> _WORKING DATA_
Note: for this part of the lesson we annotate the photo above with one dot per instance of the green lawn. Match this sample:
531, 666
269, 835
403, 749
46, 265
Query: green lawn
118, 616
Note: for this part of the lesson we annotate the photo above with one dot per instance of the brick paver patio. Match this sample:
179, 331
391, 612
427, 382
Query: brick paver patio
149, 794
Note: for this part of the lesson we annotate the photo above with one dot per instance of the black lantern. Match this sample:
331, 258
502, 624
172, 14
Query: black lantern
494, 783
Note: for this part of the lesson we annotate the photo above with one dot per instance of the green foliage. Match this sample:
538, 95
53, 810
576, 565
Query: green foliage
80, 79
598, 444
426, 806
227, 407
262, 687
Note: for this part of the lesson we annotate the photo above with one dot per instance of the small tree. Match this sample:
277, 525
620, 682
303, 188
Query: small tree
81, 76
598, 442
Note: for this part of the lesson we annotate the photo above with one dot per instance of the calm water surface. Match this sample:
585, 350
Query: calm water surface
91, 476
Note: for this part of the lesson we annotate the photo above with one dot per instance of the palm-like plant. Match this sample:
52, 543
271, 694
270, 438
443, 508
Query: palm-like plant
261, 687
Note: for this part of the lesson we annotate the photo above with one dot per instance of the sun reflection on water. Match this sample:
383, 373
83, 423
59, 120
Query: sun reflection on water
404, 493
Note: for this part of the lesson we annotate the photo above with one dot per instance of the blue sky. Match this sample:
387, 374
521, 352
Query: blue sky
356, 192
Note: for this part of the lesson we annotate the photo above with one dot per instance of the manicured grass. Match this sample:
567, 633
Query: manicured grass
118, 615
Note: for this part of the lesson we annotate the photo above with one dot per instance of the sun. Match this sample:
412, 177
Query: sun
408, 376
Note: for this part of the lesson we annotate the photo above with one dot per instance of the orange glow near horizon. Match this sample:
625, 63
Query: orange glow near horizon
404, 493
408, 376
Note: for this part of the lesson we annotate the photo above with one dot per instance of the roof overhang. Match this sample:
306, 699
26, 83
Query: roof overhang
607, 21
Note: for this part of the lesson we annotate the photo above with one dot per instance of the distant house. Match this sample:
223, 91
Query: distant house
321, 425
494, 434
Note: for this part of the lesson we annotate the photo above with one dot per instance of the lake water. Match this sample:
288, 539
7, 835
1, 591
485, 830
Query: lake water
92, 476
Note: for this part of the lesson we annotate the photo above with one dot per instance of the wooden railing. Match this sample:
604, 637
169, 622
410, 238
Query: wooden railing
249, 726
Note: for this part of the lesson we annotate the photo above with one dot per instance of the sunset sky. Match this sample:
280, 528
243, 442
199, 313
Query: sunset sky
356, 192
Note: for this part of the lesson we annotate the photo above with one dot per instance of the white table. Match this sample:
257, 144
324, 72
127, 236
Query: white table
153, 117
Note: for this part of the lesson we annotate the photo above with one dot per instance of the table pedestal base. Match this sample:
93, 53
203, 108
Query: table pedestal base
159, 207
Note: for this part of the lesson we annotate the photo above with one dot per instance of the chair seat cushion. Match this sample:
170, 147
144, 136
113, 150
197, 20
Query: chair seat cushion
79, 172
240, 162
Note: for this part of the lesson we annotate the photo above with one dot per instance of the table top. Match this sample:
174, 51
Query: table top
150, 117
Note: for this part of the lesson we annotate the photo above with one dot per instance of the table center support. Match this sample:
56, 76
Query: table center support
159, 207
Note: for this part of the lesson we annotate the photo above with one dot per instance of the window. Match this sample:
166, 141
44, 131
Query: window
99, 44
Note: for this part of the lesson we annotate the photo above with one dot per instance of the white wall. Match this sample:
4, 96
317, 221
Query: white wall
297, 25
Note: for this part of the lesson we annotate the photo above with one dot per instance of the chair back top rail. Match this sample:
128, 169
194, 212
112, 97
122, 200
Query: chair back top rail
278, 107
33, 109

> _AIM_
Put the lines from the one containing "the chair back" through the last line above, both included, into a Markdown table with the columns Row and Line. Number the rows and leave out any blank lines.

> _RESPONSE TO THIS EXERCISE_
| Row | Line |
|---|---|
| 1 | Note: for this part of the lesson we annotate the photo above with one dot per instance of the chair back top rail. Match this sample: |
| 2 | 128, 169 |
| 3 | 194, 212 |
| 4 | 112, 97 |
| 5 | 122, 200 |
| 6 | Query: chair back top rail |
| 7 | 278, 107 |
| 8 | 33, 109 |